* Task to complete: The answer is the data repeated in full, with no pictures included.

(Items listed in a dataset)
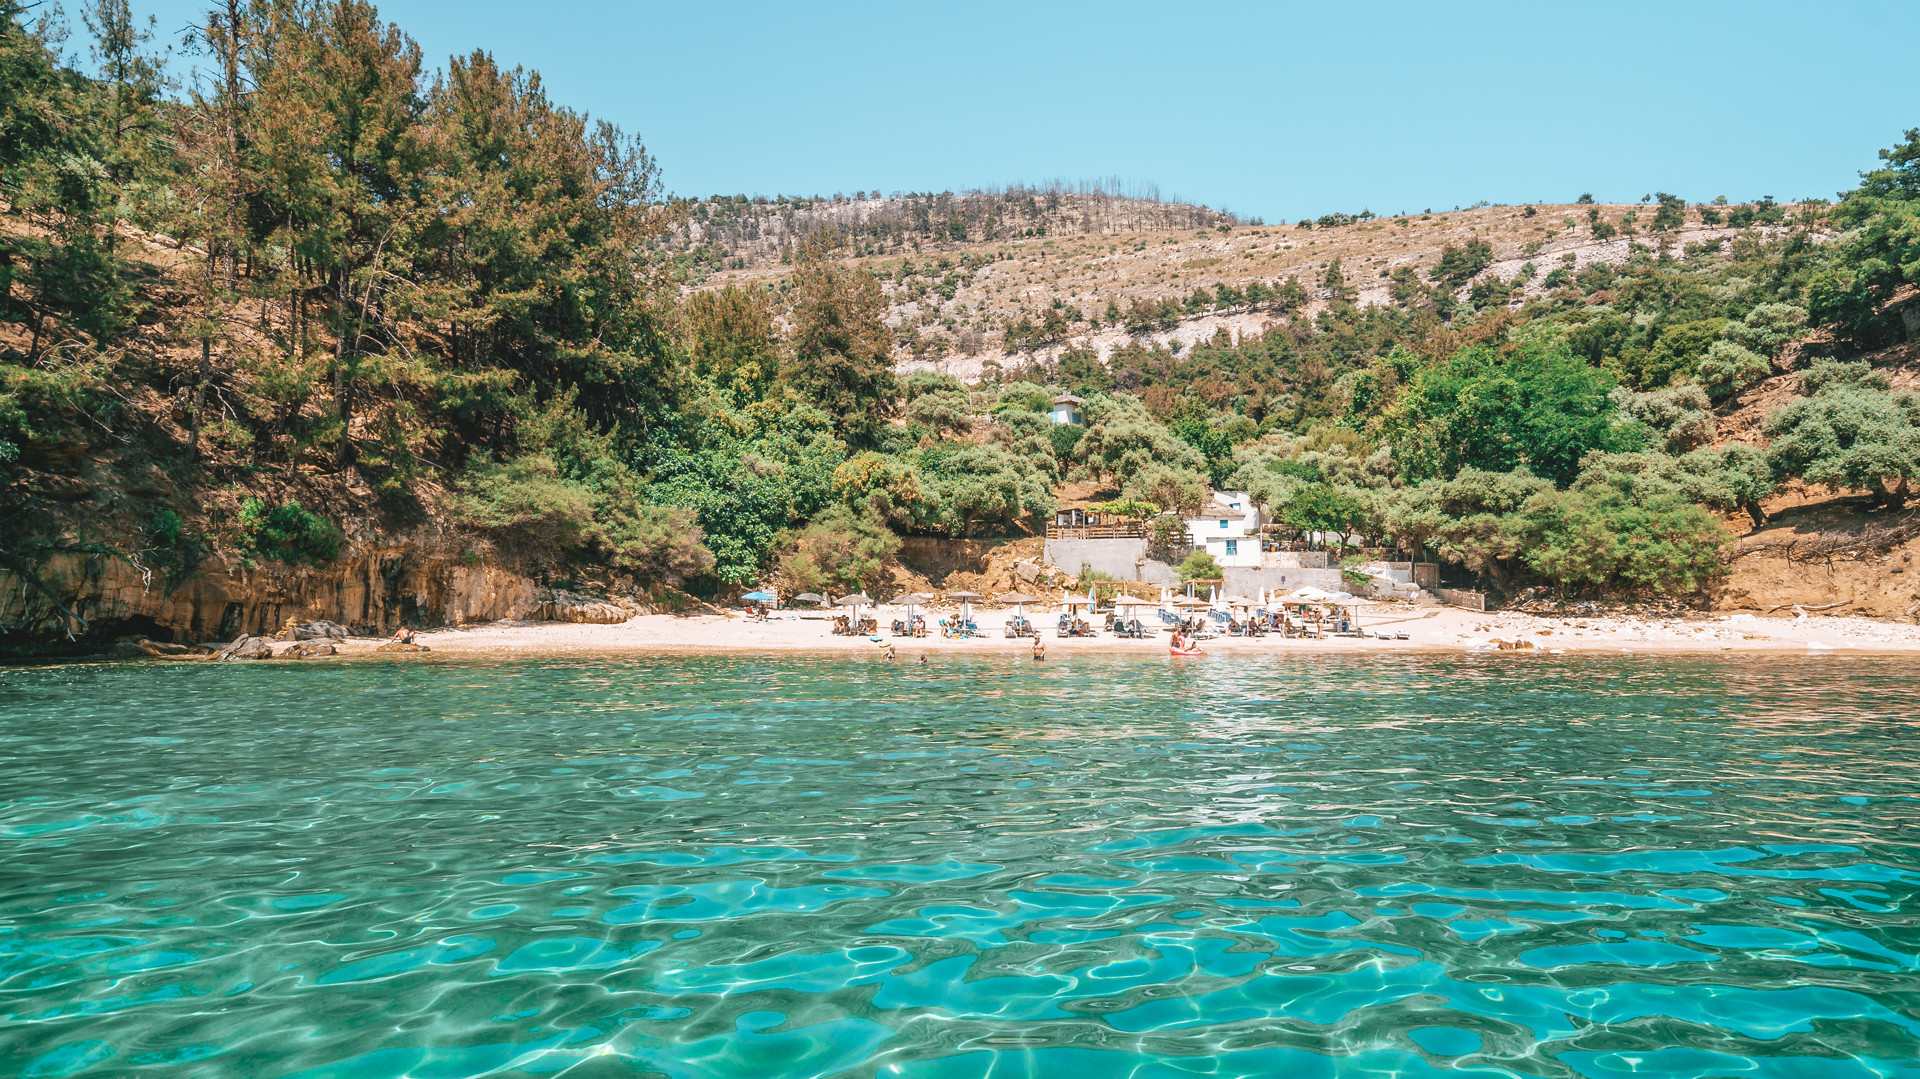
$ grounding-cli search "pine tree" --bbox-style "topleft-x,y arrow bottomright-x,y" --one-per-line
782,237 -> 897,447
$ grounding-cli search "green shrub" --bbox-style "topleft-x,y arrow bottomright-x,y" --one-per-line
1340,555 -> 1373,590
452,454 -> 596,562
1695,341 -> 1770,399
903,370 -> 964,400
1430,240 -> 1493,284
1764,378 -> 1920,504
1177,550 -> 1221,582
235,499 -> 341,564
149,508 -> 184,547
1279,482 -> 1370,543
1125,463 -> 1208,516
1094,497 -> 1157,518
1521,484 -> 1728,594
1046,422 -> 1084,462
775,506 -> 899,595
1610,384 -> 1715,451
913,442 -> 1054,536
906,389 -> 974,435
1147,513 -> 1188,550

* Written answer:
$ grounding-cli search "pine tree" --bbox-style "topleft-x,y arrow bottomright-x,y" --one-per-line
782,237 -> 897,447
$ grounding-cli search "green shrub" --bbox-style "topleft-x,y arrow bottomright-x,y" --one-per-line
1340,555 -> 1373,590
452,454 -> 596,562
1695,341 -> 1770,399
903,370 -> 964,400
1430,240 -> 1493,284
1764,378 -> 1920,504
1177,550 -> 1221,582
235,499 -> 341,564
149,508 -> 184,547
1279,482 -> 1370,543
1125,463 -> 1208,516
1094,497 -> 1157,518
1521,484 -> 1728,594
1046,422 -> 1084,462
775,506 -> 899,595
1610,384 -> 1715,451
913,442 -> 1054,536
906,389 -> 974,435
1147,513 -> 1188,550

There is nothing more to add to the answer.